• **Records for this task**:
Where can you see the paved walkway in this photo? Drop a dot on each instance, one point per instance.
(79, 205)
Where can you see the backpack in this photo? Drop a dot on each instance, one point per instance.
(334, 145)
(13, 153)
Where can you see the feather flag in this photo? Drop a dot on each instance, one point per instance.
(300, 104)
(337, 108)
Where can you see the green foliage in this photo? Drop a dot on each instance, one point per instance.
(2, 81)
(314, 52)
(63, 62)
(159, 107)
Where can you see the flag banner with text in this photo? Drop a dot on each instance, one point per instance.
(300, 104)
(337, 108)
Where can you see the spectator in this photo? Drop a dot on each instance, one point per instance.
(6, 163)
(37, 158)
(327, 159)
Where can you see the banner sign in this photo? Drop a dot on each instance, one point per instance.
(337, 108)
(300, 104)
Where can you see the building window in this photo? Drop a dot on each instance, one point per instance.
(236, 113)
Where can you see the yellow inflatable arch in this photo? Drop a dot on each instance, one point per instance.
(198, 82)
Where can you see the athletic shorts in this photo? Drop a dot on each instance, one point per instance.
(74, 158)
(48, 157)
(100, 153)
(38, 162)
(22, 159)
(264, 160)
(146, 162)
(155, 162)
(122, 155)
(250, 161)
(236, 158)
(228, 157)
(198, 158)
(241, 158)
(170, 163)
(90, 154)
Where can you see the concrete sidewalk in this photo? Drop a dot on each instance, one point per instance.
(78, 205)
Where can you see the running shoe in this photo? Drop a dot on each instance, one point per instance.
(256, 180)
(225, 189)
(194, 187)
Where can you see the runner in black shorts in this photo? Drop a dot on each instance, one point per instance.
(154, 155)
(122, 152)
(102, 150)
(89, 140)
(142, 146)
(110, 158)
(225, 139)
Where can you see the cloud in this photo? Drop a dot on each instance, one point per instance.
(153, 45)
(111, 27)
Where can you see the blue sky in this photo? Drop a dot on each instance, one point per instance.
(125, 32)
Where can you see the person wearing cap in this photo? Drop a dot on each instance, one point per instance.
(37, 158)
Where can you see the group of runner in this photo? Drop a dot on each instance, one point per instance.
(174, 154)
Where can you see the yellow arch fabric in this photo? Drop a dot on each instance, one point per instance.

• **Requirements**: Write out the entries above word for word.

• **Result of the task**:
Where can you see the paved walkway in this photo? Drop a dot on each instance, one point per instance.
(79, 205)
Where can you see the backpack in this photo? Drop a dot on each instance, one point per instance.
(334, 145)
(13, 153)
Where can you see the feather flag in this photo? Drop a dot on each instance, one point per instance.
(300, 104)
(337, 108)
Where can you see the green foliage in this photo? Drop a dot on each instance, one point per instance.
(2, 81)
(314, 52)
(63, 62)
(159, 107)
Where can you see the flag banner with text in this photo? Drop a dot on each instance, one point per instance.
(300, 104)
(337, 108)
Where can you see the spectator in this photo? Drop a dot on each instance, one point per instance.
(6, 163)
(37, 158)
(327, 159)
Where can you see the banner sign in this photo? Drop a dot on each instance, one point per instance.
(337, 108)
(300, 104)
Where can you see the building window in this photo? Drop a dot on each instance, one point per instance.
(236, 113)
Where can you see the yellow inflatable arch in this photo? Drop a dot on each instance, one point per instance.
(198, 82)
Where can you see the athletic shorts in this photo? Drop a dot on each instance, one point per instance.
(74, 158)
(48, 157)
(100, 153)
(38, 162)
(22, 159)
(264, 160)
(146, 162)
(155, 162)
(122, 155)
(250, 161)
(236, 158)
(228, 157)
(198, 158)
(241, 158)
(170, 163)
(90, 154)
Where can you see the concrete sidewalk in this photo? Drop a dot on each instance, one point per instance.
(78, 205)
Where can you see the running shoe in this photo? Drop a dot on each instance, one point per instance.
(256, 180)
(225, 189)
(194, 187)
Where can you see the runner in black shorts in this photo? Drop a dot on each instance, one point per instance.
(154, 155)
(122, 152)
(102, 150)
(89, 140)
(142, 146)
(110, 158)
(225, 139)
Where can you see the cloud in this photo? Drop a dot on each instance, one point per instance.
(153, 45)
(111, 27)
Where can you see the blue sky in this photo? Drop a dot on each instance, one point per instance.
(125, 32)
Where can you see the person wearing cap in this photo? Drop a dot on each instance, one point per instance.
(37, 158)
Where can you see the group of runner in this photo? Drop a dot on each instance, one point per instance.
(174, 154)
Where can you see the yellow arch fabric in this photo? Drop a dot on each instance, one point per instance.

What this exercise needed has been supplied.